▸ **Given request**
Copy the listing below with each "on a single line" changed to "on one line", leaving everything else as it is.

+ + + + +

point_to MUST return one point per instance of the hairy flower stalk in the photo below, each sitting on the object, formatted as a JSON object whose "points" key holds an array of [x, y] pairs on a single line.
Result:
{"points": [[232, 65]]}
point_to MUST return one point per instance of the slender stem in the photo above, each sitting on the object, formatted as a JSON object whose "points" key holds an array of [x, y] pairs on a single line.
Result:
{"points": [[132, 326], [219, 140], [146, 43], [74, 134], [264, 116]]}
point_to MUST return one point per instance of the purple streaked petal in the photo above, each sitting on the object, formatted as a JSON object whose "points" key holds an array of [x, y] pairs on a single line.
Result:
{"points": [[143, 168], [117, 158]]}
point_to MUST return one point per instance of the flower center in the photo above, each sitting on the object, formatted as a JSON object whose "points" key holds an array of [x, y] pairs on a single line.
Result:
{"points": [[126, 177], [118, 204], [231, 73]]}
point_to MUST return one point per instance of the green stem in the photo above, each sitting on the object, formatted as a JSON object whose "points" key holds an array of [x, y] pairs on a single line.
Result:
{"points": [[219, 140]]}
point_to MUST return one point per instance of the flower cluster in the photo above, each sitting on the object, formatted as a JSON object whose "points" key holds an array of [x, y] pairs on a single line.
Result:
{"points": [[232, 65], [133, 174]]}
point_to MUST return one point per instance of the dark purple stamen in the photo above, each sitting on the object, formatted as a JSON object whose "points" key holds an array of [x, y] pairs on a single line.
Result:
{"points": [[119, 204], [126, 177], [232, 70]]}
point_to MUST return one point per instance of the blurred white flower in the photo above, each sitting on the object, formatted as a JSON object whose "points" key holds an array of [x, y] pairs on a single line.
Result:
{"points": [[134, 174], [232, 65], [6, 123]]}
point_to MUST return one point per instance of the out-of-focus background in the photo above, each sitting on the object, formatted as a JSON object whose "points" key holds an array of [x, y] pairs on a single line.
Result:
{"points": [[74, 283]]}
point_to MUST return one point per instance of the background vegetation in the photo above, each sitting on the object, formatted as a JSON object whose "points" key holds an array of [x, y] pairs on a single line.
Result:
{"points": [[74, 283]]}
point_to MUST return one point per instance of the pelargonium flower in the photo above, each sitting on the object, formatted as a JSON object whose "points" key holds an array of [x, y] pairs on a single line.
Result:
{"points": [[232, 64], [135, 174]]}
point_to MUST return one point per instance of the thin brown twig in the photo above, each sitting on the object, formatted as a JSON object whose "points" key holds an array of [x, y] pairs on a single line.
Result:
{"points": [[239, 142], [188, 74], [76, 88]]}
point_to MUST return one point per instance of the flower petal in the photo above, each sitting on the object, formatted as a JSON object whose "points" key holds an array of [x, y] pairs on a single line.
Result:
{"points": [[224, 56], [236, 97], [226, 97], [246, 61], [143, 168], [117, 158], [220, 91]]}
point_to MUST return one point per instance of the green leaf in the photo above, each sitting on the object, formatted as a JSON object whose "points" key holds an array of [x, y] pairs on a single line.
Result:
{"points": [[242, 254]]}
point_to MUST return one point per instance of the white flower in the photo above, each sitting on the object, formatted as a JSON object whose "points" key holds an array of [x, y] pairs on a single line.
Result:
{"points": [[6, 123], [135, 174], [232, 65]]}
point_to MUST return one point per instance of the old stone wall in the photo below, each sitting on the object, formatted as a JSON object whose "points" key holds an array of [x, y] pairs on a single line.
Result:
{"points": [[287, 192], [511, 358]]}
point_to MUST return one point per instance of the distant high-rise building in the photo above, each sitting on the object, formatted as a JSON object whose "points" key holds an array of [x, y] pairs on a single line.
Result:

+ + + + +

▸ **Output**
point_to MUST return one point per instance of the hairy flower stalk in the photo below, each sitting on the object, formatted as a JSON object whose "points" key holds an array of [x, y] pairs on one line.
Result:
{"points": [[232, 65]]}
point_to MUST return one point per instance of the slender stem in the photo above, each sitting on the object, formatted as a JSON object whose "points" key holds an array of [x, y] pairs on one line.
Result:
{"points": [[132, 326], [219, 140], [146, 43], [74, 134], [264, 116]]}
point_to MUST return one point per instance of the purple streaked petal in the photo above, each sitting on the object, formatted as a JSON object whose "points" key holds an array of [x, y] pairs on one line.
Result:
{"points": [[143, 168], [117, 158]]}
point_to MUST return one point per instance of the flower center in the photo above, each sitting on the object, formatted as a JSON object whose "points" key holds an array of [x, y] pairs on one line.
Result:
{"points": [[126, 177], [118, 204], [231, 73]]}
point_to MUST return one point per instance of the green stem in the photo above, each sitting on the object, formatted as a JSON object whose "points" key holds an array of [x, y] pairs on one line.
Result:
{"points": [[219, 140]]}
point_to MUST return one point per instance of the flower cluster in the photo above, each sitting on the object, formatted as a JSON object whose "points" key holds an array of [x, y] pairs on one line.
Result:
{"points": [[232, 65], [133, 174]]}
point_to MUST return one point per instance of the dark purple stamen in the photo above, each sitting on the object, formatted as a JSON object whose "points" key holds an array of [x, y] pairs on one line.
Result:
{"points": [[119, 204], [126, 177], [232, 70]]}
point_to MUST return one point per instance of the blurred white flower in the photo above, each sitting on the object, formatted as a JSON object whose "points" key holds an array of [x, y] pairs on one line.
Result:
{"points": [[134, 174], [232, 65], [6, 123]]}
point_to MUST return one point per instance of the out-of-focus background in the photo above, each sitting on the object, formatted as a JSON object whose "points" key holds an array of [x, y] pairs on one line.
Result:
{"points": [[74, 283]]}
point_to MUST return one point per instance of the background vegetation in the photo above, each sitting on the object, formatted as a JSON object whose "points" key holds an array of [x, y] pairs on one line.
Result:
{"points": [[74, 283]]}
point_to MUST return one point per instance of the pelargonium flower in the photo above, each sitting on the object, formatted as a JSON object whose "points" key holds an array of [x, y] pairs on one line.
Result:
{"points": [[232, 64], [135, 174]]}
point_to MUST return one point per instance of the thin brown twig in the photo above, each sitting on the object, formatted as a JSON object whose "points" key holds an array of [x, y] pairs on one line.
Result:
{"points": [[239, 142], [188, 74], [76, 88]]}
point_to MUST return one point per instance of the flower petal in the photo above, each sitting on the object, formatted as a JSON object whose "points" key holds an array of [x, y] pairs on one line.
Result:
{"points": [[224, 56], [236, 97], [226, 97], [246, 61], [143, 168], [117, 158], [220, 91]]}
point_to MUST return one point per instance of the green leaf in the photo above, each sitting on the object, formatted as a JSON object whose "points" key holds an array of [x, y] pairs on one line.
Result:
{"points": [[242, 254]]}
point_to MUST return one point per instance of the white flower in the photo above, each sitting on the object, formatted as a JSON object whose "points" key holds an array of [x, y] pairs on one line.
Result:
{"points": [[6, 123], [135, 174], [232, 65]]}
point_to MUST return one point per instance of the old stone wall in the photo below, each sitting on the object, formatted as a JSON object whose "points" key holds an array of [x, y] pairs on one line.
Result:
{"points": [[287, 192], [511, 358]]}
point_to MUST return one point per instance of the distant high-rise building in the photo above, each sitting on the object, formatted as a JSON object whose "points" key holds an array of [x, y] pairs on one line.
Result:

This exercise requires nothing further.